▶ _Exercise details_: Nothing in the entries may be altered; copy them all exactly.

▶ _Supplied records_:
+ + + + +
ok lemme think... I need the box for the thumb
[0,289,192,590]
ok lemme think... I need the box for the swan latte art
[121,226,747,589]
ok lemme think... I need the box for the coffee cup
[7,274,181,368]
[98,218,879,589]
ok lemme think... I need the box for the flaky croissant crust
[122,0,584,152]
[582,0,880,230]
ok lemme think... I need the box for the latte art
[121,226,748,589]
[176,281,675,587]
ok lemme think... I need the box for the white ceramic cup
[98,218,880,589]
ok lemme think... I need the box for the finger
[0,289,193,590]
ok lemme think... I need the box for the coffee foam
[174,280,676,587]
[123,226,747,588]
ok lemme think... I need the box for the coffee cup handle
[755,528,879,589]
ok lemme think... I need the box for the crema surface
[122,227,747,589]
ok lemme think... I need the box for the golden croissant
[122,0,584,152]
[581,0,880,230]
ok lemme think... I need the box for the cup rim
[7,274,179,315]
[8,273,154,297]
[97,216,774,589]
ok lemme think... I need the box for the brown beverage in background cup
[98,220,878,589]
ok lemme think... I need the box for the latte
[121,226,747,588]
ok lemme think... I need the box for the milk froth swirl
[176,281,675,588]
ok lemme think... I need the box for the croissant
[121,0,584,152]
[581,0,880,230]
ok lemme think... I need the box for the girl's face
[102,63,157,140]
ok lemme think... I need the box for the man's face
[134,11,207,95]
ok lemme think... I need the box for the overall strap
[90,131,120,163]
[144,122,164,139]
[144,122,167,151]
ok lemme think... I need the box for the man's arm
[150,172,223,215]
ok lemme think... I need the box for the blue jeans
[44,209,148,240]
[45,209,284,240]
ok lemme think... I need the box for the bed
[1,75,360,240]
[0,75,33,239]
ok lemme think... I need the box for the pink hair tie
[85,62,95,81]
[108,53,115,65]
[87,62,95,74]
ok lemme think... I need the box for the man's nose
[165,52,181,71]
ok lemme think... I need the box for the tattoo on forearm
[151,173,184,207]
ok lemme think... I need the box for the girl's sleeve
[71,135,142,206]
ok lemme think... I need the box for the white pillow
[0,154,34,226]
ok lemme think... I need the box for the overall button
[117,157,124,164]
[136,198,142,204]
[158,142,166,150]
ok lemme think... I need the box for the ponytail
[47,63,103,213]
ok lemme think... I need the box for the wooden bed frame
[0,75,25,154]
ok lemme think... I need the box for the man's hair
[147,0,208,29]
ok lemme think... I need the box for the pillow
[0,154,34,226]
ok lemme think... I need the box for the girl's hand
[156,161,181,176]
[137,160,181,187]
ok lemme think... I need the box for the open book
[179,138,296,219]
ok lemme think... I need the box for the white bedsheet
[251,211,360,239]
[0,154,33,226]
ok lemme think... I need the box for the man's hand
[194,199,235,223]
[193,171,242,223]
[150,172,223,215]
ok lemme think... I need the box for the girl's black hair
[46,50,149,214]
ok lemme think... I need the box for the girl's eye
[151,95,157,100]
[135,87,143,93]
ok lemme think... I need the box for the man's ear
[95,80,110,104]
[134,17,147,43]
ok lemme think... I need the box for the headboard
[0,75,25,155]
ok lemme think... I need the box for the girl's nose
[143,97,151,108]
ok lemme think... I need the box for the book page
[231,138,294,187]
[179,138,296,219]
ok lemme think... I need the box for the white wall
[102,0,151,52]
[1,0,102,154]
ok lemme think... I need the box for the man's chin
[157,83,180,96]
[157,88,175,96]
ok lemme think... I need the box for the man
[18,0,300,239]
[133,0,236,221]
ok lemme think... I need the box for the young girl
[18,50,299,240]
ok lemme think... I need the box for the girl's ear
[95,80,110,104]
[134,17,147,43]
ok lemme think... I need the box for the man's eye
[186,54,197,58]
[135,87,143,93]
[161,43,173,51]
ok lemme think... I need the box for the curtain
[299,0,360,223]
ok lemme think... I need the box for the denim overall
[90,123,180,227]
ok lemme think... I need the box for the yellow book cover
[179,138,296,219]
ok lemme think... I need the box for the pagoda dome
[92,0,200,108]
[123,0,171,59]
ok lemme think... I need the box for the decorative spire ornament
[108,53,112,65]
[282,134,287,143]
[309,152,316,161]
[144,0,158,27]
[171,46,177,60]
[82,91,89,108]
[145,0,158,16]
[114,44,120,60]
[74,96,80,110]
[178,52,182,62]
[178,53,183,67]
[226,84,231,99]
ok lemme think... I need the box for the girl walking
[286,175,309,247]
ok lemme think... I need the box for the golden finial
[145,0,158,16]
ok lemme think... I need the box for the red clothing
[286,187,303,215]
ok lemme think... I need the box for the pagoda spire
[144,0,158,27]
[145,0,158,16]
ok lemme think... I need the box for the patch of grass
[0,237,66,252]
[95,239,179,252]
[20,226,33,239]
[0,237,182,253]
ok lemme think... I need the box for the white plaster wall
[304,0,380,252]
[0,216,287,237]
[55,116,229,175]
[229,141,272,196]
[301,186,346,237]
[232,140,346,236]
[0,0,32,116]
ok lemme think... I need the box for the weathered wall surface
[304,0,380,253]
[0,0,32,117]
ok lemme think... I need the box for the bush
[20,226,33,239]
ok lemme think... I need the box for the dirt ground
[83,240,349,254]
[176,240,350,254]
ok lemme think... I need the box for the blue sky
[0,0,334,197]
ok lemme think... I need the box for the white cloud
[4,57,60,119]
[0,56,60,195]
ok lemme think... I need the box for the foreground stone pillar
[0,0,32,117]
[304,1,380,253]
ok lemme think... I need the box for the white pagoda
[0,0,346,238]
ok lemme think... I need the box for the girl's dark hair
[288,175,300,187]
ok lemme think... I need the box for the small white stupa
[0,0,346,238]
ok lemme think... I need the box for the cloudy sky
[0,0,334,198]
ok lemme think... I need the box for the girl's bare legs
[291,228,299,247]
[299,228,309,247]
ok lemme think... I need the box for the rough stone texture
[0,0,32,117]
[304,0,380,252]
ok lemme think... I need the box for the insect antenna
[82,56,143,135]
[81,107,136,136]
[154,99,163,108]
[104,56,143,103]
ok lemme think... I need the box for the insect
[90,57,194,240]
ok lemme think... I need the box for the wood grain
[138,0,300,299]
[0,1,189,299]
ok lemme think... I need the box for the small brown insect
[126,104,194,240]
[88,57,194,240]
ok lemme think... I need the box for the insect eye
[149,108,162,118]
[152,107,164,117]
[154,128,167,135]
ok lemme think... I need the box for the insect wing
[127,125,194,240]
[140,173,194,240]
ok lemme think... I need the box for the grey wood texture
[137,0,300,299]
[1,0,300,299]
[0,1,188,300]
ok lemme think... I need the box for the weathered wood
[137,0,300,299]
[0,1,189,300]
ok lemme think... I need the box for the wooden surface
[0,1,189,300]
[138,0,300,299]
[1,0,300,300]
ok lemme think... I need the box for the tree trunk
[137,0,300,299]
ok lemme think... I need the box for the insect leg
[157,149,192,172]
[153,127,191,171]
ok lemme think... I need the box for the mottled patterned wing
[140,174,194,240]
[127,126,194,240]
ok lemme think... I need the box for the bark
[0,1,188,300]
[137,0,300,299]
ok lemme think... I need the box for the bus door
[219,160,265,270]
+ + + + +
▶ _Written solution_:
ok lemme think... I need the box for the thumb
[0,289,192,590]
ok lemme think... I need the box for the swan latte art
[121,226,747,589]
ok lemme think... I need the box for the coffee cup
[7,274,181,368]
[98,218,879,589]
ok lemme think... I need the box for the flaky croissant crust
[122,0,584,152]
[582,0,880,230]
ok lemme think... I need the box for the latte art
[121,226,748,589]
[176,281,675,587]
ok lemme think... I need the box for the white ceramic cup
[98,218,880,589]
ok lemme think... I need the box for the finger
[0,289,193,590]
ok lemme think... I need the box for the coffee foam
[174,280,676,587]
[123,226,747,588]
ok lemme think... I need the box for the coffee cup handle
[755,528,879,589]
ok lemme think... I need the box for the crema surface
[122,227,747,589]
ok lemme think... I need the box for the golden croissant
[122,0,584,152]
[581,0,880,230]
ok lemme think... I need the box for the cup rim
[7,274,179,315]
[8,273,154,297]
[97,216,774,589]
ok lemme think... I need the box for the brown beverage in background cup
[98,220,878,589]
ok lemme think... I need the box for the latte
[121,226,747,588]
ok lemme think... I need the box for the milk froth swirl
[176,281,675,588]
ok lemme think... I need the box for the croissant
[121,0,584,152]
[581,0,880,230]
ok lemme think... I need the box for the girl's face
[102,63,157,140]
ok lemme think... I need the box for the man's face
[134,11,207,95]
ok lemme think... I need the box for the overall strap
[90,131,120,163]
[144,122,164,139]
[144,122,167,151]
ok lemme think... I need the box for the man's arm
[150,172,223,215]
ok lemme think... I need the box for the blue jeans
[44,209,148,240]
[45,209,284,240]
ok lemme think... I need the box for the bed
[1,75,360,240]
[0,75,33,239]
ok lemme think... I need the box for the pink hair tie
[85,62,95,81]
[108,53,115,65]
[87,62,95,74]
ok lemme think... I need the box for the man's nose
[165,52,181,71]
ok lemme think... I need the box for the tattoo on forearm
[151,173,184,207]
ok lemme think... I need the box for the girl's sleeve
[71,135,142,206]
ok lemme think... I need the box for the white pillow
[0,154,34,226]
ok lemme think... I need the box for the overall button
[117,157,124,164]
[136,198,142,204]
[158,142,166,150]
ok lemme think... I need the box for the ponytail
[47,63,103,213]
ok lemme think... I need the box for the wooden bed frame
[0,75,25,154]
ok lemme think... I need the box for the man's hair
[147,0,208,29]
ok lemme think... I need the box for the pillow
[0,154,34,226]
ok lemme think... I need the box for the girl's hand
[156,161,181,176]
[137,160,181,187]
ok lemme think... I need the box for the open book
[179,138,296,219]
ok lemme think... I need the box for the white bedsheet
[251,211,360,239]
[0,154,33,226]
ok lemme think... I need the box for the man's hand
[194,199,235,223]
[193,171,242,223]
[150,172,223,215]
ok lemme think... I need the box for the girl's black hair
[46,50,149,214]
ok lemme think... I need the box for the girl's eye
[151,95,157,100]
[135,87,143,93]
ok lemme think... I need the box for the man's ear
[95,80,110,104]
[134,17,147,43]
ok lemme think... I need the box for the headboard
[0,75,25,155]
ok lemme think... I need the box for the girl's nose
[143,97,151,108]
ok lemme think... I need the box for the book page
[231,138,294,187]
[179,138,296,219]
ok lemme think... I need the box for the white wall
[102,0,151,52]
[1,0,102,154]
ok lemme think... I need the box for the man's chin
[157,83,180,96]
[157,88,175,96]
ok lemme think... I need the box for the man
[18,0,300,239]
[133,0,236,221]
ok lemme think... I need the box for the young girl
[18,50,299,240]
ok lemme think... I need the box for the girl's ear
[95,80,110,104]
[134,17,147,43]
ok lemme think... I need the box for the man's eye
[186,54,197,58]
[135,87,143,93]
[161,43,173,51]
ok lemme think... I need the box for the curtain
[299,0,360,223]
ok lemme think... I need the box for the denim overall
[90,123,180,227]
ok lemme think... I need the box for the yellow book cover
[179,138,296,219]
ok lemme think... I need the box for the pagoda dome
[92,0,200,108]
[123,0,171,59]
ok lemme think... I need the box for the decorative spire ornament
[108,53,112,65]
[282,134,287,143]
[309,152,316,161]
[144,0,158,27]
[171,46,177,60]
[82,91,89,108]
[145,0,158,16]
[114,44,120,60]
[74,96,80,110]
[178,52,182,62]
[178,53,183,67]
[226,84,231,99]
ok lemme think... I need the box for the girl walking
[286,175,309,247]
ok lemme think... I need the box for the golden finial
[145,0,158,16]
ok lemme think... I need the box for the red clothing
[286,187,303,215]
ok lemme think... I need the box for the pagoda spire
[144,0,158,27]
[145,0,158,16]
ok lemme think... I need the box for the patch of grass
[0,237,66,252]
[95,239,179,252]
[20,226,33,239]
[0,237,182,253]
ok lemme think... I need the box for the white plaster wall
[304,0,380,252]
[0,216,287,237]
[55,116,229,175]
[229,141,272,196]
[301,186,346,237]
[232,140,346,236]
[0,0,32,116]
ok lemme think... I need the box for the weathered wall surface
[304,0,380,253]
[0,0,32,117]
ok lemme think... I need the box for the bush
[20,226,33,239]
ok lemme think... I need the box for the dirt ground
[83,240,349,254]
[176,240,350,254]
ok lemme think... I need the box for the blue sky
[0,0,334,197]
ok lemme think... I need the box for the white cloud
[4,57,60,119]
[0,56,60,195]
ok lemme think... I need the box for the foreground stone pillar
[0,0,32,117]
[304,1,380,253]
ok lemme think... I need the box for the white pagoda
[0,0,346,238]
ok lemme think... I need the box for the girl's dark hair
[288,175,300,187]
ok lemme think... I need the box for the small white stupa
[0,0,346,238]
ok lemme think... I need the box for the cloudy sky
[0,0,334,198]
ok lemme think... I need the box for the girl's bare legs
[291,228,299,247]
[299,228,309,247]
ok lemme think... I need the box for the rough stone texture
[0,0,32,117]
[304,0,380,252]
ok lemme think... I need the box for the insect antenna
[82,56,143,135]
[81,107,136,136]
[154,99,163,108]
[104,56,143,103]
ok lemme think... I need the box for the insect
[90,57,194,240]
ok lemme think... I need the box for the wood grain
[138,0,300,299]
[0,1,189,299]
ok lemme think... I need the box for the small brown insect
[126,104,194,240]
[88,57,194,240]
ok lemme think... I need the box for the insect eye
[149,108,162,118]
[152,107,164,117]
[154,128,167,135]
ok lemme think... I need the box for the insect wing
[127,125,194,240]
[140,173,194,240]
ok lemme think... I need the box for the grey wood texture
[137,0,300,299]
[1,0,300,299]
[0,1,188,300]
ok lemme think... I need the box for the weathered wood
[137,0,300,299]
[0,1,189,300]
ok lemme think... I need the box for the wooden surface
[0,1,189,300]
[138,0,300,299]
[1,0,300,300]
ok lemme think... I need the box for the tree trunk
[137,0,300,299]
ok lemme think... I need the box for the insect leg
[157,149,192,172]
[153,127,191,171]
ok lemme think... I need the box for the mottled patterned wing
[140,174,194,240]
[127,126,194,240]
ok lemme think... I need the box for the bark
[0,1,188,300]
[137,0,300,299]
ok lemme think... I need the box for the bus door
[219,160,265,270]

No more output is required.